=== DOCUMENT SEGMENT ===

Skyscraper complex in Shenzhen, China

Xiangmi Lake New Financial Center (香蜜湖新金融中心 (香蜜湖新金融中心, Xiāng mì hú xīn jīnróng zhōngxīn)) is a complex of four supertall skyscrapers on-hold in Shenzhen, China.

==Overview==
The complex is being built in Futian District, facing the Xiangmi Lake. It is expected to become the fourth largest financial centre in China, after Hong Kong's Central District, Shanghai's Lujiazui and Beijing's Financial Street.

Xiangmi Lake New Financial Center will feature four skyscrapers:
- Tower I: 500 m, 109 floors
- Tower II: 370 m, 81 floors
- Tower III: 370 m, 80 floors
- Tower IV: 300 m, 64 floors

Upon completion, the Tower I will be the sixth tallest building in China and the 12th tallest in the world. The four high-rises account for a total floor area of 2320000 sqm.

=== RECORDS ===
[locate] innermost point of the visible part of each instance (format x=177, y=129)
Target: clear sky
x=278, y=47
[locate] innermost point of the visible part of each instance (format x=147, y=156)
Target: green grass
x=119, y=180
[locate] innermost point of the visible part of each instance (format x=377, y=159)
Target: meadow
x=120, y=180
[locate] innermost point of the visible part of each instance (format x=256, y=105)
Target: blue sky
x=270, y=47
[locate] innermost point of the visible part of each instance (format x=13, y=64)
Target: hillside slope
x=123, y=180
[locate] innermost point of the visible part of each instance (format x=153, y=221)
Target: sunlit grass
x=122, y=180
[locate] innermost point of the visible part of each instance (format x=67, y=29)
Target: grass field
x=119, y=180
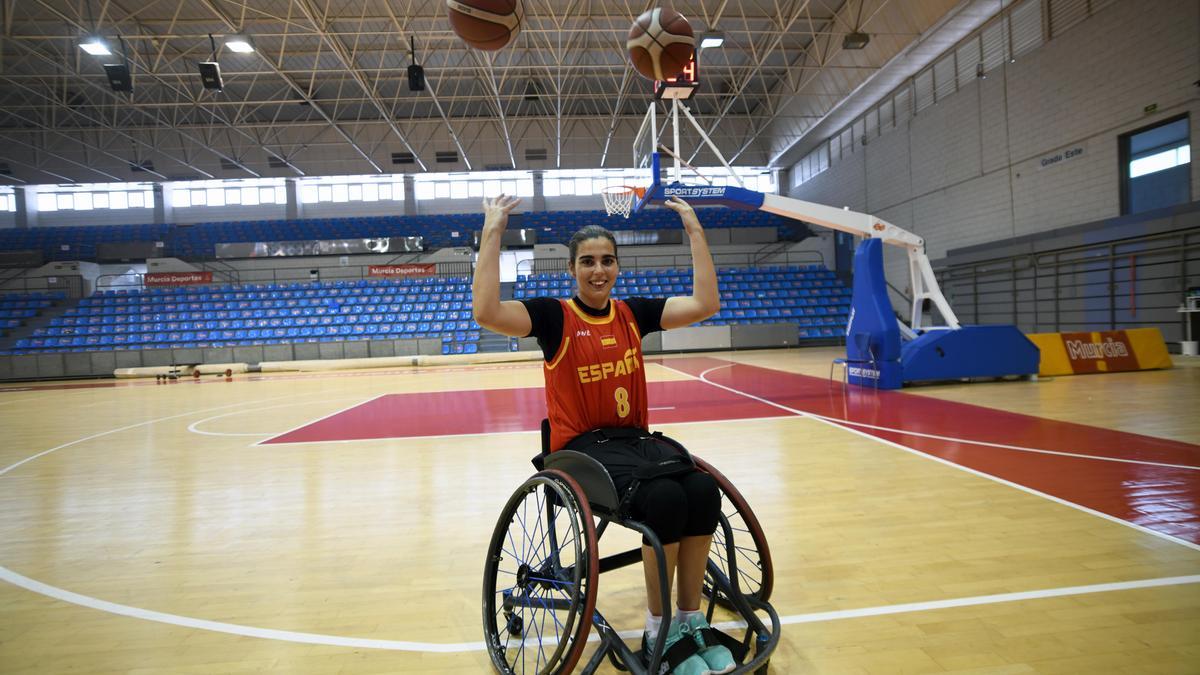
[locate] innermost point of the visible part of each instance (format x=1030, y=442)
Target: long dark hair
x=591, y=232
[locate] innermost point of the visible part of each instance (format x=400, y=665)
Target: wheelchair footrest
x=682, y=650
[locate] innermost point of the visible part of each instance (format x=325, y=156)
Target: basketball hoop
x=619, y=198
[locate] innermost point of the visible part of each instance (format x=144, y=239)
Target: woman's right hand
x=497, y=209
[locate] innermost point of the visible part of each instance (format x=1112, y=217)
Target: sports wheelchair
x=543, y=566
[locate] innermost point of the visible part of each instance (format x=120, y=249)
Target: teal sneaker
x=717, y=656
x=693, y=664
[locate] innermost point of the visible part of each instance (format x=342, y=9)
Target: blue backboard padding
x=971, y=351
x=873, y=330
x=701, y=195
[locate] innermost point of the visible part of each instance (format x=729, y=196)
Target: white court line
x=454, y=647
x=703, y=377
x=1003, y=446
x=481, y=434
x=69, y=443
x=361, y=643
x=195, y=426
x=322, y=418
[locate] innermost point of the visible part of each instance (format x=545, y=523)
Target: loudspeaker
x=415, y=78
x=210, y=75
x=119, y=77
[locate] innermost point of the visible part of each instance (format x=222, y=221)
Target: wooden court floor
x=1002, y=527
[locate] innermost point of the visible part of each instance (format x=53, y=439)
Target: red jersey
x=598, y=377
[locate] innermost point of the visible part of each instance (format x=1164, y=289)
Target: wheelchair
x=543, y=565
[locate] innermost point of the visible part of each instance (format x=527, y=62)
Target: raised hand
x=687, y=214
x=497, y=209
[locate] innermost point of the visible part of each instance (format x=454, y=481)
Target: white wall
x=967, y=171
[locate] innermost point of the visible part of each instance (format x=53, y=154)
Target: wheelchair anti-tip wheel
x=756, y=577
x=540, y=578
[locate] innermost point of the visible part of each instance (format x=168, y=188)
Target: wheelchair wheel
x=540, y=578
x=756, y=577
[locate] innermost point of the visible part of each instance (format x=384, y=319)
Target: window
x=1161, y=161
x=1156, y=166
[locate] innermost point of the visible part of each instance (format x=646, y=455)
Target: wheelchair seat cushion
x=631, y=454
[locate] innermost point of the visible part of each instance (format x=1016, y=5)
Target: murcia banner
x=415, y=269
x=1107, y=351
x=177, y=278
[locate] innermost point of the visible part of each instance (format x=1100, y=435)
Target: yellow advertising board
x=1105, y=351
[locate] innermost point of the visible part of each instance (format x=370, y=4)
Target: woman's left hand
x=687, y=214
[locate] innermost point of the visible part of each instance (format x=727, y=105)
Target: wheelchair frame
x=582, y=489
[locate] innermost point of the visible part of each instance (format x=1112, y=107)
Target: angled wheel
x=756, y=577
x=540, y=578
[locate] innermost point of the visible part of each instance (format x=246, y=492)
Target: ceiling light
x=239, y=43
x=855, y=40
x=95, y=46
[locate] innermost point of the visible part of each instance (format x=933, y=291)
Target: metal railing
x=291, y=275
x=675, y=261
x=1133, y=282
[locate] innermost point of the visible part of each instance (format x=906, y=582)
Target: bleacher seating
x=264, y=314
x=16, y=308
x=77, y=243
x=274, y=314
x=198, y=240
x=810, y=296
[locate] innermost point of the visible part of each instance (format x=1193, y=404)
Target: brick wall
x=970, y=169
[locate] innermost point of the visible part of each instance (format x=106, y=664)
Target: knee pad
x=703, y=503
x=663, y=506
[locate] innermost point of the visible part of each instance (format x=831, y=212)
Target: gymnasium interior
x=252, y=425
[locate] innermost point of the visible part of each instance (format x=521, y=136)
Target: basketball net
x=618, y=199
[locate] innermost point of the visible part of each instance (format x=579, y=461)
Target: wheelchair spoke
x=538, y=607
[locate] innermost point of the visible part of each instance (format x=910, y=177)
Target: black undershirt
x=546, y=316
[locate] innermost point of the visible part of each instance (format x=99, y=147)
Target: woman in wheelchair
x=595, y=394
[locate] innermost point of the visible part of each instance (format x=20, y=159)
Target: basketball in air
x=485, y=24
x=660, y=43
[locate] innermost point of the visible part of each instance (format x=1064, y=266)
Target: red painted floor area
x=1163, y=499
x=441, y=413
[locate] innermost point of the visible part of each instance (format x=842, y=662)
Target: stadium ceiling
x=325, y=90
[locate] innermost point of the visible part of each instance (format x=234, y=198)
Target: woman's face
x=595, y=270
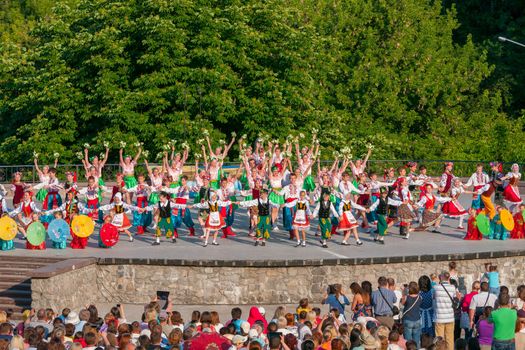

=== SET TASKS ===
**1)** According to the passage on the Xiangmi Lake New Financial Center, in which district is the complex being built?
**2)** Rewrite the stretch of the passage on the Xiangmi Lake New Financial Center from "Skyscraper complex in" through "Beijing's Financial Street.", putting "financial center" in place of "financial centre".
**3)** Extend the passage on the Xiangmi Lake New Financial Center, picking up after its final sentence.

=== TASK-BY-TASK OUTPUTS ===
**1)** Futian District

**2)**
Skyscraper complex in Shenzhen, China

Xiangmi Lake New Financial Center (香蜜湖新金融中心 (香蜜湖新金融中心, Xiāng mì hú xīn jīnróng zhōngxīn)) is a complex of four supertall skyscrapers on-hold in Shenzhen, China.

==Overview==
The complex is being built in Futian District, facing the Xiangmi Lake. It is expected to become the fourth largest financial center in China, after Hong Kong's Central District, Shanghai's Lujiazui and Beijing's Financial Street.

**3)**
The complex will also feature public cultural facilities such as the Shenzhen International Exchange Center, the Shenzhen Reform and Opening-up Exhibition Hall and the International Performing Arts Center.

Development is taking place on a lot with about 64000 sqm. The Shenzhen Municipal Party Committee approved the project on 24 December 2021. Construction began in November 2022 and is expected to be completed in 2026.